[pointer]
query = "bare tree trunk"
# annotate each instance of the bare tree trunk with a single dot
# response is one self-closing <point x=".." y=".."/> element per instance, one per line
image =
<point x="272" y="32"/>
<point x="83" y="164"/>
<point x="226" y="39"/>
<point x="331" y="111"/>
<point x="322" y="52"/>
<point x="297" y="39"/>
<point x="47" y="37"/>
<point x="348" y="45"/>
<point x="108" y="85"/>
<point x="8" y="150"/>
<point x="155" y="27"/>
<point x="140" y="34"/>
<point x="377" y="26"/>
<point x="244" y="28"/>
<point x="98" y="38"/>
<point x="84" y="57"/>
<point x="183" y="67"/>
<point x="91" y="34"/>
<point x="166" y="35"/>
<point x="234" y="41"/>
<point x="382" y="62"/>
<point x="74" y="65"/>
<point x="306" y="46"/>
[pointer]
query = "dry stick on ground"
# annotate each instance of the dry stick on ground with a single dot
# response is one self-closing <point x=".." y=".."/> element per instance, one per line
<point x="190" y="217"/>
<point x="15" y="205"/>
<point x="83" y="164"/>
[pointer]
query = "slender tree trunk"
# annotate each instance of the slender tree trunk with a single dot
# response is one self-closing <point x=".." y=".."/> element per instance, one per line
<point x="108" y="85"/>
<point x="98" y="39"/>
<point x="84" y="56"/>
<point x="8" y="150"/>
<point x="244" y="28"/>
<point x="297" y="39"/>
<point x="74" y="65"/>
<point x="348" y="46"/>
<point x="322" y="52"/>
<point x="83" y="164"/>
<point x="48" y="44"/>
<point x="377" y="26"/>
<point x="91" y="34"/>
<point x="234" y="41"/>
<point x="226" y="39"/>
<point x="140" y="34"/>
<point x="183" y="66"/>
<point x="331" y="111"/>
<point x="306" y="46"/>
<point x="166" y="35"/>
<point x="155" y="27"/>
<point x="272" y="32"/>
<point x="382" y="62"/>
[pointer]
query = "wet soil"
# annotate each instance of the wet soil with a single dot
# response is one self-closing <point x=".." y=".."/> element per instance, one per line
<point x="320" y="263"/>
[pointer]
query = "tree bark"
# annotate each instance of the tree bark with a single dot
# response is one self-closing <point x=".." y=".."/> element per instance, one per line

§ §

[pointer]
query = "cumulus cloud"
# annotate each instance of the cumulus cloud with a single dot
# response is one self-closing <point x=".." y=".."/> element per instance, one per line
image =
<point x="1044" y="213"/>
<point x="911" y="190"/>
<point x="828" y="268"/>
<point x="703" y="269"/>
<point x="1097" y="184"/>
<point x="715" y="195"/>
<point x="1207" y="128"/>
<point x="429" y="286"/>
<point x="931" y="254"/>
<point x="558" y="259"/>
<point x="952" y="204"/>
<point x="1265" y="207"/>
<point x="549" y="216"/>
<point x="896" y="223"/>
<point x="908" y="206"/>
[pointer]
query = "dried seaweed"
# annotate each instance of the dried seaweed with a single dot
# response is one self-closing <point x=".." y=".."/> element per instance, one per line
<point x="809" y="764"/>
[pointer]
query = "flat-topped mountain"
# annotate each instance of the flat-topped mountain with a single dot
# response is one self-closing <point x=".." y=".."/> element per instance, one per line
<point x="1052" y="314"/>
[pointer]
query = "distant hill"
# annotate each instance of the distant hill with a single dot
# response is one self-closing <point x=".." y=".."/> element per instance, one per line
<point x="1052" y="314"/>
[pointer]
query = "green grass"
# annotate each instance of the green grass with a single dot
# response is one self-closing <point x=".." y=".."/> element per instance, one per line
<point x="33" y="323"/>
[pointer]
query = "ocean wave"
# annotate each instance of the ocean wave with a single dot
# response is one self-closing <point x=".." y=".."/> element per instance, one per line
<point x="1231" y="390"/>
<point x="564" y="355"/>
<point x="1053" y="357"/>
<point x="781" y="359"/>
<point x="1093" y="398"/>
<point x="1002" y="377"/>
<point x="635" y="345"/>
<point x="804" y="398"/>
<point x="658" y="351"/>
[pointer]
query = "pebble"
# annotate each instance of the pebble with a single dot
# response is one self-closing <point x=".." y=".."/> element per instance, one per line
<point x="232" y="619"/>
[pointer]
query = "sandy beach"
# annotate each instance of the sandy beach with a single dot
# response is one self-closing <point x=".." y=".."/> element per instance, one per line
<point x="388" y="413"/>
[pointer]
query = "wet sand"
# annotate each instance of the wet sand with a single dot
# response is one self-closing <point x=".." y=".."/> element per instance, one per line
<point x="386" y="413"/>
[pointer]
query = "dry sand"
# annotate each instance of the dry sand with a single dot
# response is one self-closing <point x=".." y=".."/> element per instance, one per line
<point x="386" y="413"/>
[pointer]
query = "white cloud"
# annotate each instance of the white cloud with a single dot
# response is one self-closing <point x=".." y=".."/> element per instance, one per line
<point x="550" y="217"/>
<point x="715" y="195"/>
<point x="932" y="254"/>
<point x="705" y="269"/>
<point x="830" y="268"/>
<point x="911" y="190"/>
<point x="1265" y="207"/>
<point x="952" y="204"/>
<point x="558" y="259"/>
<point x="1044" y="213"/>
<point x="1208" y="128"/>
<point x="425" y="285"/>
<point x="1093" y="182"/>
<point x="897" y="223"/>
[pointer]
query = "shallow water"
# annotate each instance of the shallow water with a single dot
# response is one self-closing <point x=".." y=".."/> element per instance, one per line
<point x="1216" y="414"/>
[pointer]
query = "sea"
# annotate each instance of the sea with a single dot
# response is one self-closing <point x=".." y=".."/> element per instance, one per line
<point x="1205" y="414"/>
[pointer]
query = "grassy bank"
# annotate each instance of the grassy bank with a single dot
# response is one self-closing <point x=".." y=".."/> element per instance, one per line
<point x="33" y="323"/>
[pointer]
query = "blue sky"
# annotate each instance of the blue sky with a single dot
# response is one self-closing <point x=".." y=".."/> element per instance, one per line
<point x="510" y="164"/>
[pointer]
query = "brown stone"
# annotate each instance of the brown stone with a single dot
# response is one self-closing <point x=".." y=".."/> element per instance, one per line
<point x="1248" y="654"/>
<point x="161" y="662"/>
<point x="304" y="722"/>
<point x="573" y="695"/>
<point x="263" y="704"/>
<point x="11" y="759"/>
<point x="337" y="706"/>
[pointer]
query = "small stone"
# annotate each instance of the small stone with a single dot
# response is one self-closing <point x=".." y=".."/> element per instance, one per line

§ §

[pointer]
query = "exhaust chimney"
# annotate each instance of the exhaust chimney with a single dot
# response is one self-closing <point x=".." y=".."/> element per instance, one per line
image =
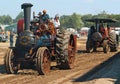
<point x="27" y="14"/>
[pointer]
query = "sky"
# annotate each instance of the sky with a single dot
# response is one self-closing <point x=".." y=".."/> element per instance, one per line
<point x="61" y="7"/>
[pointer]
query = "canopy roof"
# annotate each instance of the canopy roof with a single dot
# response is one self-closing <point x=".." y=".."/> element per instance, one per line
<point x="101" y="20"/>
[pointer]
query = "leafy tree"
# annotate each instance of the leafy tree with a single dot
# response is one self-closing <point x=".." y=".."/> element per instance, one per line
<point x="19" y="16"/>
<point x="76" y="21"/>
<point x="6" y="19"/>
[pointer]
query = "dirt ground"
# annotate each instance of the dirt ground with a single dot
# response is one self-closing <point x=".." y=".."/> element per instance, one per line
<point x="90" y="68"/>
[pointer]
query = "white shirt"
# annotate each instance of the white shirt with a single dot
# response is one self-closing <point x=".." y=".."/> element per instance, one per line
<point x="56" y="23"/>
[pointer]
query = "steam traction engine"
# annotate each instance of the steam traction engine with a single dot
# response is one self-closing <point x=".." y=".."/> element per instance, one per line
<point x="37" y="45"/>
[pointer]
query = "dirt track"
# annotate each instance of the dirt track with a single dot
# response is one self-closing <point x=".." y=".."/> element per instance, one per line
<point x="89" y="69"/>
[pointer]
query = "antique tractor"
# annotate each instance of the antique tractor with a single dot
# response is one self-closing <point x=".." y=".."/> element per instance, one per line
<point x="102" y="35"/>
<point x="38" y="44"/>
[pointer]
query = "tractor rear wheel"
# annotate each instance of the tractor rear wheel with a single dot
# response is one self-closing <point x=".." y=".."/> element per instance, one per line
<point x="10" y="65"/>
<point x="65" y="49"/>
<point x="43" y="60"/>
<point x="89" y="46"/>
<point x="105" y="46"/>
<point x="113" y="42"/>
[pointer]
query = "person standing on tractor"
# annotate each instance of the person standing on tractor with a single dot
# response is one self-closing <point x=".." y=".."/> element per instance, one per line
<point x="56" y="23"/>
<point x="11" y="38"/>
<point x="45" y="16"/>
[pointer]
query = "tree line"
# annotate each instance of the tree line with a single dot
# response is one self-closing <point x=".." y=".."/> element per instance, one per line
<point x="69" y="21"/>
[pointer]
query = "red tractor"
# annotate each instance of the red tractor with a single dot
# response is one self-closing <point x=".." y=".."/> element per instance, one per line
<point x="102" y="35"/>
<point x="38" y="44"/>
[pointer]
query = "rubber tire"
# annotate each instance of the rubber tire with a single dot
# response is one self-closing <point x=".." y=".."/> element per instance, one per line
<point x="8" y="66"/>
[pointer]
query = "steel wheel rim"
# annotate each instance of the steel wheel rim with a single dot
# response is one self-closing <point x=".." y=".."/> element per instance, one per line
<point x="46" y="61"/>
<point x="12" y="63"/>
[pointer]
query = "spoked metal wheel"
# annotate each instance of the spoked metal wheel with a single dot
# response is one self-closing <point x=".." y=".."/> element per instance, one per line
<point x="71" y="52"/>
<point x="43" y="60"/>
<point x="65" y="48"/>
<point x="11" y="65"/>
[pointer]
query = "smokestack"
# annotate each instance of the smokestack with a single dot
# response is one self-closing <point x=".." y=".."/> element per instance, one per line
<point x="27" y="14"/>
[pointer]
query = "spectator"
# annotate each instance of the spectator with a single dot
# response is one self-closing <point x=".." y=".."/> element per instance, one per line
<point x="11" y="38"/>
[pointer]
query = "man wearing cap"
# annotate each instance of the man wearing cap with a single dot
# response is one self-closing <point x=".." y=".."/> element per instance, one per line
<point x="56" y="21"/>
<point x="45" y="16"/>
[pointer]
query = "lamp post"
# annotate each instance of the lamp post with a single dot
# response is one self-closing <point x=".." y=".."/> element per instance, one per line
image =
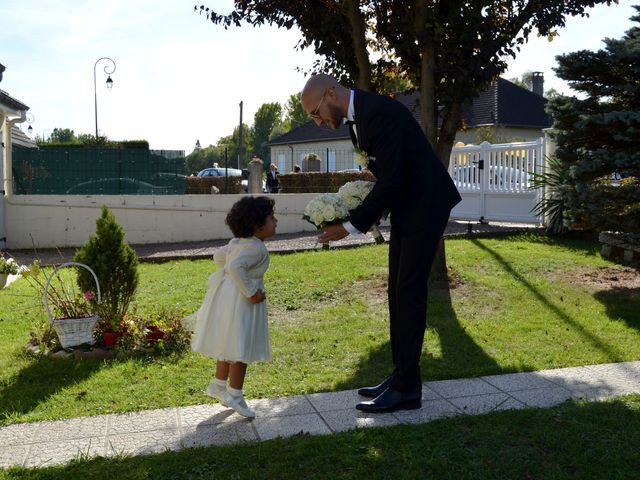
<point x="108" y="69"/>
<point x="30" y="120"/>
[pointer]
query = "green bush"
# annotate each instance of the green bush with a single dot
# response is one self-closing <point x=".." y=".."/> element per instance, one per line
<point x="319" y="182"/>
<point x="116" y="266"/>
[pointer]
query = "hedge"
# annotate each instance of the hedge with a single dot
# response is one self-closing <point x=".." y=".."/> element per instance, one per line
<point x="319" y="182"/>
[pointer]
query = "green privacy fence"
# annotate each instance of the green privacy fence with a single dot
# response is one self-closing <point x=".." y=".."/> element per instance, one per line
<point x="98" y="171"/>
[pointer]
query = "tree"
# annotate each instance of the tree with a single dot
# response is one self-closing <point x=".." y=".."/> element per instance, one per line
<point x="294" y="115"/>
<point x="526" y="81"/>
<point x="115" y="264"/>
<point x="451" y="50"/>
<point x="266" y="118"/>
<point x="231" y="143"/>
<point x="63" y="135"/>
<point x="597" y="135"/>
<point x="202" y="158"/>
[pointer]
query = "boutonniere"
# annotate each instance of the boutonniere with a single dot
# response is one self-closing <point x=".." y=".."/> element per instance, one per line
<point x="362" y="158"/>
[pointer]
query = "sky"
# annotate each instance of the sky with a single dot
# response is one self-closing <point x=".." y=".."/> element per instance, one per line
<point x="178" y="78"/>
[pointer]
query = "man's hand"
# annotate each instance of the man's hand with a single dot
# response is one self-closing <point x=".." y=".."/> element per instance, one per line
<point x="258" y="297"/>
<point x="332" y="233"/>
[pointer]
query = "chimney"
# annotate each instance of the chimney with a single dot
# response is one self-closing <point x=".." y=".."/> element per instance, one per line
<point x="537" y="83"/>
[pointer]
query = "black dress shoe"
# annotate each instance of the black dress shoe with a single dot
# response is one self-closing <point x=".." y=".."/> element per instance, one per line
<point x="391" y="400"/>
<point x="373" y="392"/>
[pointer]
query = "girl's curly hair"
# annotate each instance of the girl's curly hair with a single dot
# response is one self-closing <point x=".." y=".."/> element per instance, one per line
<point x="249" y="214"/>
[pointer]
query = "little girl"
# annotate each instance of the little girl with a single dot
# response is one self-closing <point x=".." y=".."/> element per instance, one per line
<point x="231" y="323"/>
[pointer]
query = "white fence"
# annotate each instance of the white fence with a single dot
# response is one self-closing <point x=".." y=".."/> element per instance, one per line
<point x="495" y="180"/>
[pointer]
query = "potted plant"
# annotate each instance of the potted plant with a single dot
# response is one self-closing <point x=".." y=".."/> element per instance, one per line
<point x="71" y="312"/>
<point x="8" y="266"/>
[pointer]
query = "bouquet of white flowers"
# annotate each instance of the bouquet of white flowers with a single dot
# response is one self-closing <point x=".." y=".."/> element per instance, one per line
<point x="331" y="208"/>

§ §

Set problem —
From the material above, extract every line that contains the word "brown" and copy those lines unchanged. Matching is case-sensitive.

Correct output —
query = "brown stone"
# annotate each instance of the brown stone with a single dot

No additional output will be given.